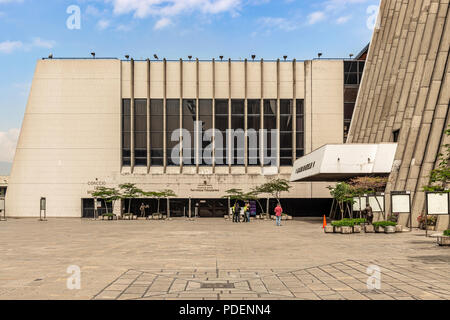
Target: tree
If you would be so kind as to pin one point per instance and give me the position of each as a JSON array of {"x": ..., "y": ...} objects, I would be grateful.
[
  {"x": 343, "y": 194},
  {"x": 108, "y": 195},
  {"x": 129, "y": 191},
  {"x": 439, "y": 177},
  {"x": 167, "y": 193}
]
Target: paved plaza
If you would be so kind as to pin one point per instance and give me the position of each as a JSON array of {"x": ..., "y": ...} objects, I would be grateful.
[{"x": 214, "y": 259}]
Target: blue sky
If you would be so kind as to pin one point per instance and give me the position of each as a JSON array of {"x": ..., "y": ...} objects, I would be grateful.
[{"x": 31, "y": 29}]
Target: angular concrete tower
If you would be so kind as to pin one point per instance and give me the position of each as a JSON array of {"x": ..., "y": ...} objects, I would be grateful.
[{"x": 404, "y": 96}]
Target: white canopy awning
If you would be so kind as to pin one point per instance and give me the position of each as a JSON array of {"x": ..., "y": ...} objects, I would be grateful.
[{"x": 341, "y": 161}]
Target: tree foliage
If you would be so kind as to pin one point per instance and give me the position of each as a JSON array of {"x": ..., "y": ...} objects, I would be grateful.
[{"x": 439, "y": 177}]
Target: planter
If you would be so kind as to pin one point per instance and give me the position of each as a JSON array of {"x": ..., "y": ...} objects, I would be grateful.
[
  {"x": 443, "y": 240},
  {"x": 346, "y": 230},
  {"x": 389, "y": 229}
]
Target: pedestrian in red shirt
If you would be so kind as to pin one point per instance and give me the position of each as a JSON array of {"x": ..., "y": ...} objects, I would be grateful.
[{"x": 278, "y": 213}]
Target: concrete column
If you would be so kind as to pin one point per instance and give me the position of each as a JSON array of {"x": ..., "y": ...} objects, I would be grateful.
[
  {"x": 132, "y": 115},
  {"x": 214, "y": 116},
  {"x": 165, "y": 114},
  {"x": 148, "y": 118}
]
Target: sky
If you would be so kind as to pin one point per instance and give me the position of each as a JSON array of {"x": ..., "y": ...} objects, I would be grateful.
[{"x": 172, "y": 29}]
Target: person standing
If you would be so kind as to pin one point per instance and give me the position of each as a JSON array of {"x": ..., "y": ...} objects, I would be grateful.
[
  {"x": 236, "y": 212},
  {"x": 142, "y": 209},
  {"x": 247, "y": 212},
  {"x": 278, "y": 213}
]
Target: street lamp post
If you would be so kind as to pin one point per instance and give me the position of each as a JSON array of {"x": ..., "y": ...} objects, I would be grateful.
[
  {"x": 43, "y": 209},
  {"x": 2, "y": 209}
]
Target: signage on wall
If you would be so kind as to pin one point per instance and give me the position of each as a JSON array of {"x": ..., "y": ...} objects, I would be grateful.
[{"x": 205, "y": 187}]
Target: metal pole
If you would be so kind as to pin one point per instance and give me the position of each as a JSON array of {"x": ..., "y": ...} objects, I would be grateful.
[{"x": 190, "y": 208}]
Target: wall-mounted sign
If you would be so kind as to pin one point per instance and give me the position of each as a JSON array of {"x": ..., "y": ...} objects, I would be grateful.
[
  {"x": 205, "y": 188},
  {"x": 437, "y": 203},
  {"x": 97, "y": 183}
]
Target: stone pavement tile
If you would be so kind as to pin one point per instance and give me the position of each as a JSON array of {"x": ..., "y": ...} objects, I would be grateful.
[{"x": 108, "y": 295}]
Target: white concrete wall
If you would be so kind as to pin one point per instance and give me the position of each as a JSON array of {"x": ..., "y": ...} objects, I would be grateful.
[{"x": 71, "y": 132}]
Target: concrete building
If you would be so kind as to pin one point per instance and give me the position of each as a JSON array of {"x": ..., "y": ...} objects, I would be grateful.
[
  {"x": 102, "y": 122},
  {"x": 404, "y": 95}
]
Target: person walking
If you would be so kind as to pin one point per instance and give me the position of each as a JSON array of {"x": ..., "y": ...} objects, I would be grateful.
[
  {"x": 278, "y": 213},
  {"x": 247, "y": 212},
  {"x": 236, "y": 212}
]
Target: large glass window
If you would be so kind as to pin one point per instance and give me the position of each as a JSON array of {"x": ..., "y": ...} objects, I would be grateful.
[
  {"x": 300, "y": 134},
  {"x": 172, "y": 125},
  {"x": 126, "y": 132},
  {"x": 156, "y": 132},
  {"x": 238, "y": 126},
  {"x": 286, "y": 118},
  {"x": 205, "y": 118},
  {"x": 189, "y": 120},
  {"x": 270, "y": 140},
  {"x": 221, "y": 128},
  {"x": 253, "y": 127},
  {"x": 140, "y": 132}
]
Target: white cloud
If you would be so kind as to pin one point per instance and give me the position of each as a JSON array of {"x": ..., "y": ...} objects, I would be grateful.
[
  {"x": 164, "y": 10},
  {"x": 162, "y": 23},
  {"x": 8, "y": 142},
  {"x": 278, "y": 23},
  {"x": 10, "y": 46},
  {"x": 343, "y": 19},
  {"x": 103, "y": 24},
  {"x": 315, "y": 17}
]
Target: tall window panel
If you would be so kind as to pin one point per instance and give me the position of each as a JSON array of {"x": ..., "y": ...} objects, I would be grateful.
[
  {"x": 238, "y": 126},
  {"x": 270, "y": 123},
  {"x": 205, "y": 118},
  {"x": 189, "y": 120},
  {"x": 221, "y": 128},
  {"x": 286, "y": 119},
  {"x": 126, "y": 132},
  {"x": 253, "y": 127},
  {"x": 140, "y": 132},
  {"x": 172, "y": 124},
  {"x": 156, "y": 133},
  {"x": 300, "y": 128}
]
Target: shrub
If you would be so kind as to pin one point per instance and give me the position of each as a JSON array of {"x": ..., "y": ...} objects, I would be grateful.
[{"x": 384, "y": 224}]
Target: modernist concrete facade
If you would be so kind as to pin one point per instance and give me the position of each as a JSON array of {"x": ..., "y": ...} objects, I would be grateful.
[
  {"x": 404, "y": 96},
  {"x": 72, "y": 134}
]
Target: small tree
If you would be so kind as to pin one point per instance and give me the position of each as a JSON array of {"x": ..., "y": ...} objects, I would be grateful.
[
  {"x": 129, "y": 191},
  {"x": 343, "y": 194},
  {"x": 160, "y": 195},
  {"x": 108, "y": 195},
  {"x": 439, "y": 177}
]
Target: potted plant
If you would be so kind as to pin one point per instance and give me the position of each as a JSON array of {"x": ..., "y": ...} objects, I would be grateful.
[{"x": 444, "y": 240}]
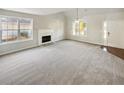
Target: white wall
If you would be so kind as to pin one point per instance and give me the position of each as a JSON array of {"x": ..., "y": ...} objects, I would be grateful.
[
  {"x": 55, "y": 22},
  {"x": 95, "y": 32}
]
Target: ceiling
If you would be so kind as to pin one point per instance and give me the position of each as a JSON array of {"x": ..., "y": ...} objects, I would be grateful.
[
  {"x": 90, "y": 11},
  {"x": 67, "y": 11},
  {"x": 38, "y": 11}
]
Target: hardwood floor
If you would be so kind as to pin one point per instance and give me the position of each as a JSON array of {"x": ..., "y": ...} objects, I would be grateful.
[{"x": 65, "y": 62}]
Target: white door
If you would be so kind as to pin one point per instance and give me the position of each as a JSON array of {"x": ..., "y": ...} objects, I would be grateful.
[{"x": 115, "y": 31}]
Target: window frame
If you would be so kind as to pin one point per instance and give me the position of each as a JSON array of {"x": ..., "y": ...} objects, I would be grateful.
[
  {"x": 79, "y": 33},
  {"x": 17, "y": 41}
]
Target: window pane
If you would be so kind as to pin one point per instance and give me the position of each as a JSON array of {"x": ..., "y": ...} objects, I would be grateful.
[
  {"x": 25, "y": 24},
  {"x": 4, "y": 35},
  {"x": 12, "y": 23},
  {"x": 3, "y": 21},
  {"x": 12, "y": 35},
  {"x": 25, "y": 34}
]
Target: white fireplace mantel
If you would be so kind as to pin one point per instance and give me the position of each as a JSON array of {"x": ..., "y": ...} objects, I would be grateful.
[{"x": 44, "y": 32}]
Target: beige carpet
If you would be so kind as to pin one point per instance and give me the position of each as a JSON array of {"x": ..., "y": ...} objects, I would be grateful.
[{"x": 64, "y": 62}]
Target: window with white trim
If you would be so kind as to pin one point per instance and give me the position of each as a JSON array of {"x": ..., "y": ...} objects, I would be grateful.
[
  {"x": 15, "y": 29},
  {"x": 79, "y": 27}
]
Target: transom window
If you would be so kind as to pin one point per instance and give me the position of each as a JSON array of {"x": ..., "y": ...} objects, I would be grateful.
[
  {"x": 79, "y": 27},
  {"x": 15, "y": 29}
]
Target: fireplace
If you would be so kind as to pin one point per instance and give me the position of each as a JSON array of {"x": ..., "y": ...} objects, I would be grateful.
[{"x": 46, "y": 38}]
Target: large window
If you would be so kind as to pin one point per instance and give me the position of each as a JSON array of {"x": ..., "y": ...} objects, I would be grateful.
[
  {"x": 79, "y": 27},
  {"x": 15, "y": 29}
]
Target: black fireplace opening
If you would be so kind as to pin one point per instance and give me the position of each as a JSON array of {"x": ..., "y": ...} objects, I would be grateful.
[{"x": 46, "y": 38}]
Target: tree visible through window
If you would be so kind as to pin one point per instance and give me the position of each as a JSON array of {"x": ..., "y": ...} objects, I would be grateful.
[{"x": 12, "y": 29}]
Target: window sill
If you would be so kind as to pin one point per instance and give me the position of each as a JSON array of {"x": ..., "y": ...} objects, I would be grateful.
[{"x": 17, "y": 41}]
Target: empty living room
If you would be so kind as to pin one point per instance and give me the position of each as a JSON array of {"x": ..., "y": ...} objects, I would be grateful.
[{"x": 61, "y": 46}]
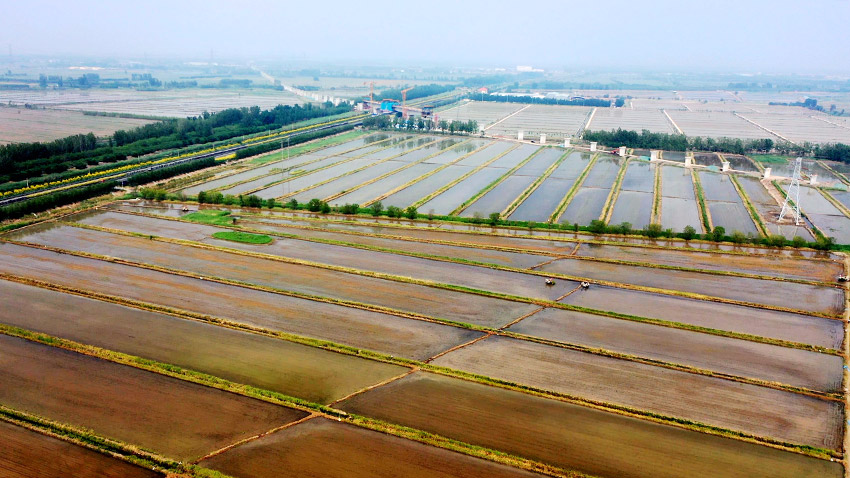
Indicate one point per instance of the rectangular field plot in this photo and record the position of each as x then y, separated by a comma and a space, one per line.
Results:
424, 187
179, 419
801, 368
322, 447
571, 436
732, 216
484, 112
781, 415
634, 207
465, 275
311, 374
25, 125
26, 453
540, 205
771, 266
556, 121
585, 206
606, 119
747, 320
640, 176
801, 128
389, 333
716, 124
819, 299
453, 197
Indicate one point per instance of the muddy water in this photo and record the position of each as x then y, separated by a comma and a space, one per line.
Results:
445, 304
388, 333
312, 374
781, 415
760, 291
322, 447
743, 358
574, 437
175, 418
768, 266
458, 274
28, 453
747, 320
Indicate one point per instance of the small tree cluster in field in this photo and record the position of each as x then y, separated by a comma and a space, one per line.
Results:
215, 197
152, 194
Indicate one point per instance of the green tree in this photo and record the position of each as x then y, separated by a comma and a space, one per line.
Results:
377, 208
718, 233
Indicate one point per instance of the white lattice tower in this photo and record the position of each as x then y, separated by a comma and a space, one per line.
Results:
793, 194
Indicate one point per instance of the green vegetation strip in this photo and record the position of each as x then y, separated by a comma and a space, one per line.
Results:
552, 255
754, 214
90, 440
705, 216
495, 183
615, 192
404, 432
290, 402
656, 197
436, 285
245, 237
559, 211
395, 171
451, 184
348, 173
537, 182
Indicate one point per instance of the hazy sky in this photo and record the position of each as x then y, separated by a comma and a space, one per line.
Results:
742, 35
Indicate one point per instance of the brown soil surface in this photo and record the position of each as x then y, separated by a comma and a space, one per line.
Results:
457, 306
292, 369
749, 408
792, 295
768, 266
515, 283
321, 447
355, 327
511, 259
796, 367
764, 323
28, 454
572, 436
178, 419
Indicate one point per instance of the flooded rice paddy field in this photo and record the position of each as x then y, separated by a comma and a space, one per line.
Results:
164, 414
389, 167
322, 447
28, 453
572, 436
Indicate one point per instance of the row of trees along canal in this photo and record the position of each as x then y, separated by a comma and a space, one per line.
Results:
67, 157
678, 142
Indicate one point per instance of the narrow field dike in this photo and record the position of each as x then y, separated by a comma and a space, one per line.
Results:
244, 237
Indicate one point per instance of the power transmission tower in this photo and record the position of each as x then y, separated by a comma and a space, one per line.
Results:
793, 194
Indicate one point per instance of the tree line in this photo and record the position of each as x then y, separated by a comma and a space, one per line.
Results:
64, 158
679, 142
602, 103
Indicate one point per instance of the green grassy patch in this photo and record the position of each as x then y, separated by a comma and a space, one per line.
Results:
246, 237
771, 158
213, 217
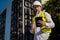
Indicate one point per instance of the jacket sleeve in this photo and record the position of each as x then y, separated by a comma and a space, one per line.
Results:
49, 23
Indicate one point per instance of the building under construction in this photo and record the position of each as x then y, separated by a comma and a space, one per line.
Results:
15, 20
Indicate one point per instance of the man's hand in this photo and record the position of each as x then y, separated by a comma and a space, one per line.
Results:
42, 22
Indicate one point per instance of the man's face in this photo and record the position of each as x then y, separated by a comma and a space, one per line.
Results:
37, 8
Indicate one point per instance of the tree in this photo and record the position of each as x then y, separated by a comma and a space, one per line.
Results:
53, 7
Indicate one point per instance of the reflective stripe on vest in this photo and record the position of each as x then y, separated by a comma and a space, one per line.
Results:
44, 29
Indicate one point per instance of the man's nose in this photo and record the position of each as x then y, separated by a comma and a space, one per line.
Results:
36, 8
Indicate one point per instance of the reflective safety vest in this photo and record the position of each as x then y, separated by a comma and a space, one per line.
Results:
44, 29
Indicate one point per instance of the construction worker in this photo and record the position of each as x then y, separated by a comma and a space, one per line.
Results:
41, 32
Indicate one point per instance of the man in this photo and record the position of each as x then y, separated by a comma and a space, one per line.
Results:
41, 32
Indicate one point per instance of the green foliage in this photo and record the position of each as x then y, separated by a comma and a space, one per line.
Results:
53, 7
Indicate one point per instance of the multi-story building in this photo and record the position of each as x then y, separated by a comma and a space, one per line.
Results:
12, 29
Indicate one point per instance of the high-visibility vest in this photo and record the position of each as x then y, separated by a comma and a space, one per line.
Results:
44, 29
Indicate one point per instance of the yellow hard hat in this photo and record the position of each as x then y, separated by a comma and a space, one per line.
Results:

__PROBLEM TO WORK ON__.
I'd like every line with the string "white" copied from the listing.

__SOLUTION TO THIS EXERCISE__.
Target: white canopy awning
Target: white concrete wall
Target: white cloud
Target: white wall
Target: white door
Target: white fireplace mantel
Target: window with white trim
Indicate one point per instance of the white lattice tower in this photo and record the position of each as x then y, separated by a comma and a space, one per line.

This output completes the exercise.